I tried to make conversation with the people in my classes, asking questions I already knew the answers to, and comparing assignments or exam scores. After I had someone physically cringe and swivel away from me, I decided trying to make small talk with my classmates was no longer feasible. Or necessary.
I took another approach and tried talking to random people.
I would wait until the perfect moment just standing in line for food at the dining hall or in Starbucks. And then, I would strike.
I would drop a timely and casual, and by casual I mean strategically crafted, joke. I’m kinda funny, this should have worked. It did not.
And then I got desperate.
I resorted to outside sources. I figured it was probably time I did a little research on my target audience.
I am humbled to say, I sat down and watched a couple of TED Talks on “How to Make Friends”. And somehow, not even scientifically proven methods could break through the pandemic-hardened shell of my peers.
Waving the white flag, I shifted my focus back to academics while nursing my bruised social ego.
But here’s the thing about focusing on academics. You have to focus…on academics.
That means paying attention in class. No procrastinating assignments. No cramming or winging exams. No rolling out of bed 5 minutes before class starts and rolling up to 8:00 am lecture in your crocs and the same clothes you’ve been wearing for the last 72 hours.
So rather than focusing on academics, I took an alternative approach. I simply reflected on my academics and the wealth of knowledge bestowed upon me.
And what I realized was that after spending two years taking finals online, I’m not sure that I’ve actually learned a whole lot. At least anything that will make me a competent employee.
You know the quote from the “New Girl” character Nick Miller? Let me be a little more specific.
“I’m not sure I know how to read I just think I’ve just memorized a lot of words.” – Nick Miller
That line resonates with me on a concerningly deep level. I just get it, man.
So while I don’t know anything about taxes or how to negotiate salary, I can proudly say that I have learned a few valuable lessons during my first two years. Mainly through trial and error, I have learned what I would classify as “practical knowledge.”
College has been my opportunity to learn some street smarts. A hail mary attempt to try and balance out my natural-born intelligence and adequate amounts of skepticism and backbone.
Listen up and learn from my mistakes.

■ ■ ■ ■ ■

-- To do --
(1) Answer these questions about the essay about college:
(a) Where would the writer wait before telling a joke to random people?
(b) What did the writer watch as research?
(c) Which character is quoted, and from what show?
(2) Continue the essay about college from the point where it stops.
The data that comes after this note is from a different source than the essay about college.

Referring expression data
■ ■ ■ ■ ■

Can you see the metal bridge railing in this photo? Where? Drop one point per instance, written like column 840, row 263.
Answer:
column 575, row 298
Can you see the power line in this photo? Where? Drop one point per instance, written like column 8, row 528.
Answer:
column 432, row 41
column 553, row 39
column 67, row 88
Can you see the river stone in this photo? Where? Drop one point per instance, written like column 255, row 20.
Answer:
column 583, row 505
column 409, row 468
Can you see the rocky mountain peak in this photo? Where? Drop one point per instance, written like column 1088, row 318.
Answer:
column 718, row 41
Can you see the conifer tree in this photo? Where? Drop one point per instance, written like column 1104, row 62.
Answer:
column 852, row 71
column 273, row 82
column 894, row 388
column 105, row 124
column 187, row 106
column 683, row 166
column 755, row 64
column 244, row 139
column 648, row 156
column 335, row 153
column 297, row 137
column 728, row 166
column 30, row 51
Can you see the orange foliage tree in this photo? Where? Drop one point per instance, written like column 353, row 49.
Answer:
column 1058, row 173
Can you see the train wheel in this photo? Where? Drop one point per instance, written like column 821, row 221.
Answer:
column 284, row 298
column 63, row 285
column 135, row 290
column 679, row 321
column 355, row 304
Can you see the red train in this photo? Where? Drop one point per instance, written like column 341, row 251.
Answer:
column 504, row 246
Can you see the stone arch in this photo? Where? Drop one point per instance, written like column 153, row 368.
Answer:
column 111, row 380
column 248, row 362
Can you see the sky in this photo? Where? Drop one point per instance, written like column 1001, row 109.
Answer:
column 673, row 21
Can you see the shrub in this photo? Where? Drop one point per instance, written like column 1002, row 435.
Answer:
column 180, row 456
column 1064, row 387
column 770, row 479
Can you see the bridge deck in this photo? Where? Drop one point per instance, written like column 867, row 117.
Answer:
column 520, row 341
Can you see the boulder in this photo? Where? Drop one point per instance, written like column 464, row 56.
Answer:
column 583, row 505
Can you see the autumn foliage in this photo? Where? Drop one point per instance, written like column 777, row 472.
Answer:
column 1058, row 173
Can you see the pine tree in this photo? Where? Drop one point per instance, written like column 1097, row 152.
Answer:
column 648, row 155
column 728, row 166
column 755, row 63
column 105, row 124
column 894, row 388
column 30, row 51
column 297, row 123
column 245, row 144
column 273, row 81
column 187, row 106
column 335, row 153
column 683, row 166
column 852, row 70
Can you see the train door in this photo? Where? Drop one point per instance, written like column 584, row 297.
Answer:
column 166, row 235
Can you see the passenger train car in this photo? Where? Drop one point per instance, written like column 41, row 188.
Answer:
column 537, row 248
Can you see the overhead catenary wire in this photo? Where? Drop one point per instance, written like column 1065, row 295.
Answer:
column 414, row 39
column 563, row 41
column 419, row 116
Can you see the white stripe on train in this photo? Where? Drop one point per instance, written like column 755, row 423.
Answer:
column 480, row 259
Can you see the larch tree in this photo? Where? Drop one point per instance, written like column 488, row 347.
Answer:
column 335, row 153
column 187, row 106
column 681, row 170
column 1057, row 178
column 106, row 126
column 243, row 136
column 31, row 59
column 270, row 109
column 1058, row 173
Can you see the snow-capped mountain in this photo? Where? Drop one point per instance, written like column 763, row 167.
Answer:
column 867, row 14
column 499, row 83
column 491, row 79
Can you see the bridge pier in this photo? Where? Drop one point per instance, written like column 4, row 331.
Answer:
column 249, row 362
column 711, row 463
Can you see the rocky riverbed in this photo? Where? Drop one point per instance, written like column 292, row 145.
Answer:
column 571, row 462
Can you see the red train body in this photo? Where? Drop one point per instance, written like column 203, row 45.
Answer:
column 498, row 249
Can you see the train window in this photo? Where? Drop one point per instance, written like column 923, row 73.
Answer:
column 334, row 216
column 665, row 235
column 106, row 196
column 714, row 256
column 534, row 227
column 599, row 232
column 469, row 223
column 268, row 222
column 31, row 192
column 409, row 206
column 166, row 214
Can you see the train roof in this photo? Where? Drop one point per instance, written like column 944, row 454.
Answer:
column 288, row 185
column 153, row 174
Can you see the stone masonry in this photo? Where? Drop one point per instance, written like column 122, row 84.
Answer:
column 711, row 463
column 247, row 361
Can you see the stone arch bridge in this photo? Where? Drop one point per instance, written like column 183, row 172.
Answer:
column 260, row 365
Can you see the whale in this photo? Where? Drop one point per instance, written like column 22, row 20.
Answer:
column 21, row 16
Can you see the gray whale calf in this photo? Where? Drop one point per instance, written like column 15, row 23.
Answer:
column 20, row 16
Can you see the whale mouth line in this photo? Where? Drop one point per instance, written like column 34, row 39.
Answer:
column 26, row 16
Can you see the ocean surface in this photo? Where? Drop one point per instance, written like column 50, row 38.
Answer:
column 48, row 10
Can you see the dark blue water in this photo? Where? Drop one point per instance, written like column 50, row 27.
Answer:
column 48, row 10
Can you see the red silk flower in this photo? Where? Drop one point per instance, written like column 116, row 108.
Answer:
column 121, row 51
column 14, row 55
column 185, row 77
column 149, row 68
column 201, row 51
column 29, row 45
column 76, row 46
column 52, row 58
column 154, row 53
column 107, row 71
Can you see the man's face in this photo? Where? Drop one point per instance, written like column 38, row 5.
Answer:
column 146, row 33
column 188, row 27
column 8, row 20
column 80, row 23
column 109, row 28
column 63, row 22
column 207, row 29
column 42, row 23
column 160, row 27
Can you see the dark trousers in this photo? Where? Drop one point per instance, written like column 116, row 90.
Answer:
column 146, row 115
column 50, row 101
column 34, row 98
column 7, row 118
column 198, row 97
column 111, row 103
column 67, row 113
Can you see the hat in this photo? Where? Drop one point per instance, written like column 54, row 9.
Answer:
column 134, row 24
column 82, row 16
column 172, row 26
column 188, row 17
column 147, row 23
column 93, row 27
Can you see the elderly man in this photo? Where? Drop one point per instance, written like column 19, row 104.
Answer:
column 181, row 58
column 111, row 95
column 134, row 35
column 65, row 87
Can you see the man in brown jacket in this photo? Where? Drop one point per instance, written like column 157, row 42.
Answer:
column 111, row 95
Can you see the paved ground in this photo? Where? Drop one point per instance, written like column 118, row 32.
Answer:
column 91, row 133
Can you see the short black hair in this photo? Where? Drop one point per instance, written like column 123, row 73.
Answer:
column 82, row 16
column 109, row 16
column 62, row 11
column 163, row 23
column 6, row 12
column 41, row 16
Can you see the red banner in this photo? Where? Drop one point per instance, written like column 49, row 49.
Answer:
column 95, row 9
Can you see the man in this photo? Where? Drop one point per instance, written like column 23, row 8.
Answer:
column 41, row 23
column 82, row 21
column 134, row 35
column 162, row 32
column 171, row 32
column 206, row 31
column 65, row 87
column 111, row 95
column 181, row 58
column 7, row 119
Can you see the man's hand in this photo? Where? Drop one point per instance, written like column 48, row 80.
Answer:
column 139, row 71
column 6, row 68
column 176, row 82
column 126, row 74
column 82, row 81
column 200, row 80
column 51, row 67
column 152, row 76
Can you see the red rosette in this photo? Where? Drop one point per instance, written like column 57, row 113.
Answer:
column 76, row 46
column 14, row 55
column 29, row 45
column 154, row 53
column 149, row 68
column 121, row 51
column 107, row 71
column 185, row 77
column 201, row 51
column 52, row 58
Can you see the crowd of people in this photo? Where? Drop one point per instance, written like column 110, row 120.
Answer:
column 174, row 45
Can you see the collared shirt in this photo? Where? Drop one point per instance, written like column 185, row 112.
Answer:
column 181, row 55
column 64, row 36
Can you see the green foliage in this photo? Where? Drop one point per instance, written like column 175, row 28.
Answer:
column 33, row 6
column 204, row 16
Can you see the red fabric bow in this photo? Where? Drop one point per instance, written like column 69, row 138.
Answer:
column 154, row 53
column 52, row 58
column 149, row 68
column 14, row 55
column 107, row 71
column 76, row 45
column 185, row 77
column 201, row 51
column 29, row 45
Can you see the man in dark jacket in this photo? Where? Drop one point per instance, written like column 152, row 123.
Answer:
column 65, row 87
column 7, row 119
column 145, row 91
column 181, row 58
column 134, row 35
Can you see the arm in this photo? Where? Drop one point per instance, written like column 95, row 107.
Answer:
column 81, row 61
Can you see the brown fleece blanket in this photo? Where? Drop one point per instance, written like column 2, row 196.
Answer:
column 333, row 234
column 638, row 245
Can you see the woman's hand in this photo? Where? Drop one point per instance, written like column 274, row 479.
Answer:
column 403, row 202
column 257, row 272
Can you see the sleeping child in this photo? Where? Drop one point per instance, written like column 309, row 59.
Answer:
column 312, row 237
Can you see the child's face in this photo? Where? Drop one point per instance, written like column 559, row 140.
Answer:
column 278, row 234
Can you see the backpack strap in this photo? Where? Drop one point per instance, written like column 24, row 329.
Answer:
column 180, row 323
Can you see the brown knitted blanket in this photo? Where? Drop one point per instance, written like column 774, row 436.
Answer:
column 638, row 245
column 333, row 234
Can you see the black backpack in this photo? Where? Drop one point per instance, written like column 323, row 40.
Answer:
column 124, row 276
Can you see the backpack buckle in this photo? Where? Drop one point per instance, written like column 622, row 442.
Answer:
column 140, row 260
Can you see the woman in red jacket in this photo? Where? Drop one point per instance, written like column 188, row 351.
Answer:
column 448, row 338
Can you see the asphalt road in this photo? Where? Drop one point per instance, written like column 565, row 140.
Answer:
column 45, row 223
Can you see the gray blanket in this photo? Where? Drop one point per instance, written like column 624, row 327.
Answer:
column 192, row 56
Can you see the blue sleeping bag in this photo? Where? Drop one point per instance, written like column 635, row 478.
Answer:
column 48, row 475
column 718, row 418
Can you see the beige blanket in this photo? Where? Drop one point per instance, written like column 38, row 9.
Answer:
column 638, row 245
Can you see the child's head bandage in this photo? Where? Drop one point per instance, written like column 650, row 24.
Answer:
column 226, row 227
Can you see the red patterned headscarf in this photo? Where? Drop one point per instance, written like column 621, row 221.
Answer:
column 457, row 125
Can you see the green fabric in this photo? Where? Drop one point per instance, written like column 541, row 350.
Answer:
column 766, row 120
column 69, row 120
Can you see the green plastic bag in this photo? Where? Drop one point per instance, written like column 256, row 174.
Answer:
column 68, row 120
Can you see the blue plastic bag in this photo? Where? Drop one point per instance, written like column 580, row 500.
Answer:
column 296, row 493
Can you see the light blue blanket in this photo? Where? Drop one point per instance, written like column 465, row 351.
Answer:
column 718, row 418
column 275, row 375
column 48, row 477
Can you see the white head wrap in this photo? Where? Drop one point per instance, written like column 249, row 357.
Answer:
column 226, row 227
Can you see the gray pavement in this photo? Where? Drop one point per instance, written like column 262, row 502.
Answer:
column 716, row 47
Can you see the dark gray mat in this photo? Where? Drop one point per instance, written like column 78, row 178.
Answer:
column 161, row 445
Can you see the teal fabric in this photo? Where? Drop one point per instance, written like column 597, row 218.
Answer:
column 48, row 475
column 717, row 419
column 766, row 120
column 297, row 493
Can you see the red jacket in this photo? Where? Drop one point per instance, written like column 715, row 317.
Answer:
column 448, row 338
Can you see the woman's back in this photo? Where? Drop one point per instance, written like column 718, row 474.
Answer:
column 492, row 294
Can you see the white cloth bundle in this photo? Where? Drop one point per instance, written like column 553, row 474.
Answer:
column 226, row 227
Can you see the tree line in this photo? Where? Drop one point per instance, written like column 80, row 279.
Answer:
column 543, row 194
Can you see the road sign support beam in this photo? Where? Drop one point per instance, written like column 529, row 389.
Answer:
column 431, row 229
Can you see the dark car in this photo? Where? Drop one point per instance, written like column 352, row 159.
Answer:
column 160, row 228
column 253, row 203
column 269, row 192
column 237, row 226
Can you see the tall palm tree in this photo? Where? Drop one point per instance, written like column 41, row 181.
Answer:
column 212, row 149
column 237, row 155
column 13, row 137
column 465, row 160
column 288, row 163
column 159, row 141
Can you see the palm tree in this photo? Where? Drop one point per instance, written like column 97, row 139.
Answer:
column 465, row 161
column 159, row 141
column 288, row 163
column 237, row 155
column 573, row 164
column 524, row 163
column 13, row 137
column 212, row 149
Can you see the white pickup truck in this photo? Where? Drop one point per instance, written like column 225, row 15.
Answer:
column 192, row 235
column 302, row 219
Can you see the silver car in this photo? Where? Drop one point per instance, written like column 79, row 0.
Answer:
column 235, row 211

■ ■ ■ ■ ■

-- Exercise results --
(1)
(a) In line for food at the dining hall or in Starbucks.
(b) A couple of TED Talks on "How to Make Friends."
(c) Nick Miller, from "New Girl."

(2)
In college culture, there’s advice tossed around to girls that you never chase after a pong ball.
The ping pong ball bounces off the table and disappears into the abyss of shuffling sticky feet? You don’t flinch.
Your ball is intercepted? Don’t move a muscle.
You fumble the catch? Rock solid.
You straight chuck the ball in the opposite direction? You don’t bat an eye.
You never, ever, submit yourself to the shameful crouched position of someone scurrying after a rolling ping pong ball. That is someone else’s problem.
Well, no one ever told me this.
In fact, in my little unsocialized brain, this thought never even crossed my mind.
So, on the night of my first college party, when that little neon orange ball went rolling, I was on my hands and knees under the folding table crawling around to find the ball.
After what seemed like years, I found what I was looking for.
I quickly wiped my wet hands that were covered in some type of radioactive disease-ridden frat basement floor slime, stood up, and promptly bumped my head on the table in the process of standing.
This caused me to spill some of the mystery liquids from the cups arranged on the table. Lucky for me it missed the super cute tank that I decided to wear on my first evening out.
On the flip side, most of the mess was soaked up instantaneously by my hair. To this day, I think it’s thinning because of this traumatic event.
Picture this: a red-faced girl, shyly holding a neon ping pong ball, covered in sweat and what she is hoping is beer but is seemingly close to urine.
That, is the image of a person who has never been socialized.
Sorry quarantine babies. The class of 2024 is the biggest loser.